_What you are asked to do_
Reproduce the following listing line for line, without any changes.

_Rows_
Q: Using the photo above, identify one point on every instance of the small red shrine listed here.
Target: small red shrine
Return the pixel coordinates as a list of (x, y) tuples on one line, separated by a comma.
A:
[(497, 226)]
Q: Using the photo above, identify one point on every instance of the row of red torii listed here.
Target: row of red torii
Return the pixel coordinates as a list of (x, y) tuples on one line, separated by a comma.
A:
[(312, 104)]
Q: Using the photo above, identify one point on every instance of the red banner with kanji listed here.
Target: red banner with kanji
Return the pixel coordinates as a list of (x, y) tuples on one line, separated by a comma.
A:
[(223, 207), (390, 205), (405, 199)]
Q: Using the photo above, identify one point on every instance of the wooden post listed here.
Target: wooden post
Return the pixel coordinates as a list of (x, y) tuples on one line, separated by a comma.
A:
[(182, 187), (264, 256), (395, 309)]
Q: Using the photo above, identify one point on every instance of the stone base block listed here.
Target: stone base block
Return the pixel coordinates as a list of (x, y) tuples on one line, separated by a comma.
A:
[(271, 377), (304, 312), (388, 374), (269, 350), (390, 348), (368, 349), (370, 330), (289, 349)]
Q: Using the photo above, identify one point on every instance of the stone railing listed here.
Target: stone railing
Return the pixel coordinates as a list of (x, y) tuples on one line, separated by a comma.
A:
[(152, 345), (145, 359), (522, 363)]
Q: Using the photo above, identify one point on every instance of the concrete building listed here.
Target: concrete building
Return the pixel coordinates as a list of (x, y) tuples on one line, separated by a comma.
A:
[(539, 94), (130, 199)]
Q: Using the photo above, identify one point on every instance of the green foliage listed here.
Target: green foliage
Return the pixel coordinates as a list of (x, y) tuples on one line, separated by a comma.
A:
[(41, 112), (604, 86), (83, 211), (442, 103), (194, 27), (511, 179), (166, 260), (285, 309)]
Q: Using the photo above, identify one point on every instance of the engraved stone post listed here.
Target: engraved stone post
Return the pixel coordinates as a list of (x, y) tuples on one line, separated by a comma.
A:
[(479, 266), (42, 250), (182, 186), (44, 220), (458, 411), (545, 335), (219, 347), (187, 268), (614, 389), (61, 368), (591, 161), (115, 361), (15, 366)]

_Exercise solution_
Q: Using the photo above, identify one point on every instance of the small red shrine listed here.
Target: small red shrine
Return the pixel coordinates as a list of (x, y) tuples on one line, separated by a comma.
A:
[(497, 226)]
Q: Using the photo above, identify one point on every instance of the row of red torii listed here.
Target: row of red torii
Return the pixel coordinates as a list of (x, y) tuples on one line, separated by a comma.
A:
[(312, 104)]
Q: Using the photo above, identify one point on every instance of the red banner with kanji listed here.
Target: red banner with kanji
Return the pixel coordinates as a list of (x, y) tuples on one line, separated by a comma.
A:
[(223, 207), (390, 205), (405, 199)]
Q: Using the photo above, identify one point on every instance of the wooden post listed here.
Target: wooden post
Return the pixel coordinates as a list of (x, y) tuples on one line, separated by a comma.
A:
[(182, 187), (264, 256), (395, 309)]
Q: Using the photo above, identify one point on every instance of the stone base block listed here.
Target: stone base block
Return the pixel coordinates as a list of (x, y) tuples on one line, separated by a comma.
A:
[(271, 377), (304, 312), (388, 374), (269, 350), (390, 348), (368, 349), (370, 330), (289, 349)]
Q: Using the photo above, identify one point on every instance of the stone railing listed here.
Target: stone railing
Return the pixel coordinates as a list of (x, y) tuples on one line, separated by a comma.
A:
[(152, 345), (145, 359), (522, 363)]
Q: Using the photo above, identify one point on every instance of the concrete building listed here.
Target: concrete building
Return the pixel coordinates as a list of (x, y) tuples on one line, separated by a comma.
A:
[(539, 94), (130, 199)]
Q: Using the photo above, identify one point on every instance of the green foliage listed here.
Target: green foliage
Return the pixel coordinates as a list of (x, y) tuples on one line, separated by a comma.
A:
[(41, 112), (604, 86), (83, 211), (442, 103), (194, 27), (511, 179), (166, 260), (285, 309)]
Q: Using the photo above, identify one point on every instance of the engraved stone post listed here.
Target: engraved stone post
Return the pixel coordinates as a list of (x, y) tuples on one line, separated by a comma.
A:
[(479, 266), (42, 250), (182, 186), (44, 220), (458, 411), (545, 335), (219, 347), (187, 268), (614, 389), (61, 368), (591, 161), (115, 361), (15, 366)]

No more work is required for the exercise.